→ **Extracted data**
○ ○ ○

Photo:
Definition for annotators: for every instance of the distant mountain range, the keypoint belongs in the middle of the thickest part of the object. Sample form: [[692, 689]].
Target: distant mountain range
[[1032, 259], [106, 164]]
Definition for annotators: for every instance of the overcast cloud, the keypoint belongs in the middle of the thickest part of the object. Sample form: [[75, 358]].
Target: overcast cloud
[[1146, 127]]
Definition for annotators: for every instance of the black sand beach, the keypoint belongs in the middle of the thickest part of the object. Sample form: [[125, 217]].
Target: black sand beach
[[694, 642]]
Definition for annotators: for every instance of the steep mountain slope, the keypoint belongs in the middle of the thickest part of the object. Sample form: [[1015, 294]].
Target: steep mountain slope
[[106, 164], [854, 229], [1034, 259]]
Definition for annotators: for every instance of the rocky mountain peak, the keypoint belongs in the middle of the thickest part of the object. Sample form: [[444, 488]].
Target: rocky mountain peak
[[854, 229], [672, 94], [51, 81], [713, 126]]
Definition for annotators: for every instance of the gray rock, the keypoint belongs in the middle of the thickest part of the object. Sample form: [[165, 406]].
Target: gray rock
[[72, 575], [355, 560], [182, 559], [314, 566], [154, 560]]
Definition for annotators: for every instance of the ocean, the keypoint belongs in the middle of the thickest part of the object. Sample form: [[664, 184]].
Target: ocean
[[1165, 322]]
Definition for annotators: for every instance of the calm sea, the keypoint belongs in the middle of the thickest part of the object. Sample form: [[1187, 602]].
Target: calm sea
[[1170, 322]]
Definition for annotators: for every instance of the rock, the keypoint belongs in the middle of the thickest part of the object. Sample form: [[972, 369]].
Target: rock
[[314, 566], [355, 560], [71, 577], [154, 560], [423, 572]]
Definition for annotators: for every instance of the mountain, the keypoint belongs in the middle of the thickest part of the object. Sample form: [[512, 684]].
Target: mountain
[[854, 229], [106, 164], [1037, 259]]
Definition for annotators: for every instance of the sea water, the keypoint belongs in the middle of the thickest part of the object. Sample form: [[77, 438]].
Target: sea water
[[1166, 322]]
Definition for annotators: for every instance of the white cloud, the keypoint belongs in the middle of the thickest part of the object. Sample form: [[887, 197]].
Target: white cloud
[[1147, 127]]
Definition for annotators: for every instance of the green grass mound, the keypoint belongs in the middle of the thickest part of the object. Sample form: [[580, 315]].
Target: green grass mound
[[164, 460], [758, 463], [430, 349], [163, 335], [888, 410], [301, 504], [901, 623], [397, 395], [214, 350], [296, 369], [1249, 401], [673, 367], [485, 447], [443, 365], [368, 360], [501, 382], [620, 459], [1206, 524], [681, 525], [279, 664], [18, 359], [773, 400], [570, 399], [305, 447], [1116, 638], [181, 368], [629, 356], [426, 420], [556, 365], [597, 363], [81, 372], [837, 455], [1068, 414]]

○ ○ ○

→ **What to do**
Transcribe all of the data, keeping every line identical.

→ **Answer to this exercise**
Photo:
Definition for annotators: for every instance of the distant mountain range, the keypoint belongs in the middle of the thickest part of the object. Sample form: [[692, 689]].
Target: distant mountain range
[[1032, 259], [106, 164]]
Definition for annotators: for every instance of the overcast cloud, the keypoint belongs in the middle of the thickest part of the object. Sample form: [[75, 358]].
Target: overcast cloud
[[1146, 127]]
Definition for annotators: for every instance of the black sand beach, the keypoint belongs in the middle of the thickest part of the object. Sample form: [[125, 217]].
Target: black sand beach
[[694, 642]]
Definition for annotators: for every instance of the steep mountain slope, the keypoint belongs in the middle of the thickest part of the object. Sample form: [[1015, 294]].
Target: steep mountain slope
[[106, 164], [854, 229], [1034, 259]]
Definition for annotators: for every instance of the rocky mountain peak, the keypoint belongs in the middle of the thickest part of the object. Sample form: [[444, 488]].
Target: rocky mountain peak
[[854, 229], [672, 94], [51, 81], [713, 126]]
Definition for annotators: for every instance of the gray rock, the keypoint belongs in the middle of the thickest part of the object. Sample form: [[165, 406]].
Target: gray rock
[[72, 575], [355, 560], [182, 559], [314, 566], [154, 560]]
Definition for annotators: for every instance of the ocean, the keypoint belongs in the middle of the thickest part of the object. Sample form: [[664, 184]].
Target: ocean
[[1165, 322]]
Definition for annotators: for every instance of the calm sea, the keypoint belongs in the middle of the thickest part of the object. Sample form: [[1187, 602]].
Target: calm sea
[[1170, 322]]
Definition for annotators: for every instance of the rock, the keypoint belongs in the middle of the thickest part of the object. Sample form: [[972, 369]].
Target: rock
[[314, 566], [355, 560], [71, 577], [154, 560], [423, 572]]
Definition for annotators: for every instance of the mountain, the keypoint belongs in the middle of the thickest part of the object. Sample form: [[512, 684]].
Target: mountain
[[854, 229], [106, 164], [1037, 259]]
Definition for annotators: for every instance of the sea water, the keypoint belongs in the middle of the thickest part of the object. Sample form: [[77, 438]].
Target: sea water
[[1166, 322]]
Definition for annotators: for every instance of the white cloud, the keypoint belongs in the middle of the thickest part of the object. Sample form: [[887, 197]].
Target: white cloud
[[1147, 127]]
Definition for annotators: for every instance of the green grass mound, the keypoint belongs in the middle of the thickest part of the object. Sample form: [[580, 315]].
Target: green grass mound
[[164, 460], [758, 463], [430, 349], [163, 335], [888, 410], [301, 504], [901, 623], [397, 395], [214, 350], [296, 369], [1249, 401], [673, 367], [485, 447], [443, 365], [368, 360], [501, 382], [620, 459], [1206, 524], [681, 525], [279, 664], [18, 359], [773, 400], [570, 399], [305, 447], [1116, 638], [181, 368], [629, 356], [426, 420], [556, 365], [597, 363], [81, 372], [837, 455], [1068, 414]]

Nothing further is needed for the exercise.